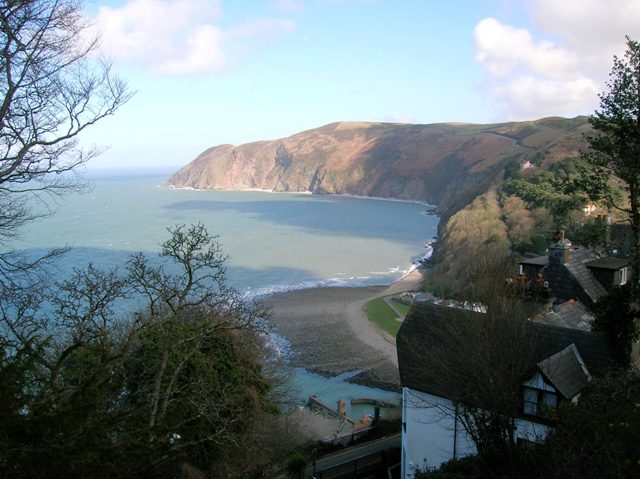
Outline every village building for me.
[396,235,637,478]
[396,303,610,478]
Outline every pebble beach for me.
[263,268,424,390]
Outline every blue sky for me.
[82,0,640,170]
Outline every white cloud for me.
[271,0,304,12]
[474,0,640,119]
[94,0,295,75]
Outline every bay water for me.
[15,173,438,413]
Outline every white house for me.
[397,303,609,479]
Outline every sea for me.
[14,172,438,417]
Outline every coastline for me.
[262,267,426,391]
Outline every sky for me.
[81,0,640,171]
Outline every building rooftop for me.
[532,299,594,331]
[396,303,611,398]
[538,343,591,399]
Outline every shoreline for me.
[159,183,439,207]
[261,267,427,391]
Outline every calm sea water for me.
[17,175,438,412]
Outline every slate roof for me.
[585,256,629,270]
[396,303,611,398]
[532,299,594,331]
[520,246,608,303]
[565,247,607,303]
[538,343,591,399]
[520,255,549,266]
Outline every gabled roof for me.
[396,303,610,398]
[565,247,607,303]
[538,343,591,399]
[532,299,594,331]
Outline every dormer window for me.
[522,386,558,416]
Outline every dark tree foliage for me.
[415,371,640,479]
[502,158,587,224]
[0,225,286,478]
[593,283,638,369]
[578,37,640,288]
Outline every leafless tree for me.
[399,258,536,455]
[0,0,131,282]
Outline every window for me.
[522,387,558,416]
[620,267,629,286]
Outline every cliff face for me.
[167,117,589,215]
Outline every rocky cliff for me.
[167,117,589,215]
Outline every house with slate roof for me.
[519,238,630,308]
[396,303,610,478]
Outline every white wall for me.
[401,388,549,479]
[402,388,476,479]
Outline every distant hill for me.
[167,117,589,216]
[167,117,590,295]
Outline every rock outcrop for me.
[167,117,589,215]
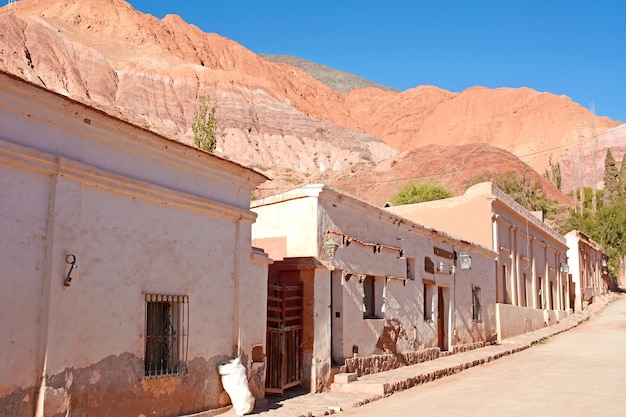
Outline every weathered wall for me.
[496,303,569,340]
[252,185,495,390]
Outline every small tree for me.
[617,152,626,198]
[544,155,563,190]
[191,96,217,152]
[391,181,454,206]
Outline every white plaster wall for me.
[496,304,569,340]
[0,158,50,397]
[311,269,331,392]
[0,72,269,414]
[42,176,243,373]
[252,197,321,257]
[452,252,496,345]
[320,193,495,358]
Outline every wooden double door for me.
[265,284,303,394]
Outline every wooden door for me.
[265,285,303,394]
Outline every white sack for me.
[217,358,254,416]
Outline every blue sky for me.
[130,0,626,122]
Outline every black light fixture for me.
[324,236,339,258]
[63,253,78,287]
[459,252,472,269]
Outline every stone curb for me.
[222,294,616,417]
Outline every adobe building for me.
[565,230,610,311]
[387,182,572,340]
[251,184,496,392]
[0,73,271,417]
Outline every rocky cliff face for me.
[0,0,626,204]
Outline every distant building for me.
[387,182,572,339]
[565,230,609,311]
[0,73,271,417]
[252,184,496,392]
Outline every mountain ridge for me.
[0,0,626,204]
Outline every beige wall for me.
[388,183,570,334]
[565,230,608,311]
[0,76,270,416]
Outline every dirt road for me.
[341,295,626,417]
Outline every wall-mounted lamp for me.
[63,253,78,287]
[324,237,339,258]
[459,252,472,269]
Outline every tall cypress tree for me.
[603,149,620,207]
[617,152,626,198]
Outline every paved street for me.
[342,295,626,417]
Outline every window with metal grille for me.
[472,287,482,323]
[144,294,189,378]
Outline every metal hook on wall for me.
[63,253,78,287]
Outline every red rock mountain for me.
[0,0,626,204]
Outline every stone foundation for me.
[339,342,495,376]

---*---

What you will do →
Rewrite the stretch from the line containing "Outline every dirt road for me." through the last of the lines above, shifting every bounding-box coordinate by adding 111 and keeping the other lines as they are. Output only that stretch.

Result →
Outline every dirt road for me.
[452,406,737,528]
Outline every wall-mounted lamp for me.
[174,364,189,398]
[435,348,450,369]
[570,363,583,380]
Outline every tall cypress tree for me.
[714,260,731,318]
[728,263,737,309]
Outline every paved street for me.
[453,406,737,528]
Outline every window with metal grille for me.
[583,398,593,434]
[255,405,300,489]
Outline every metal hook on wall for me.
[174,364,189,398]
Outline every red rock mountain for me.
[111,111,737,315]
Outline every stone foundation for me.
[450,453,606,487]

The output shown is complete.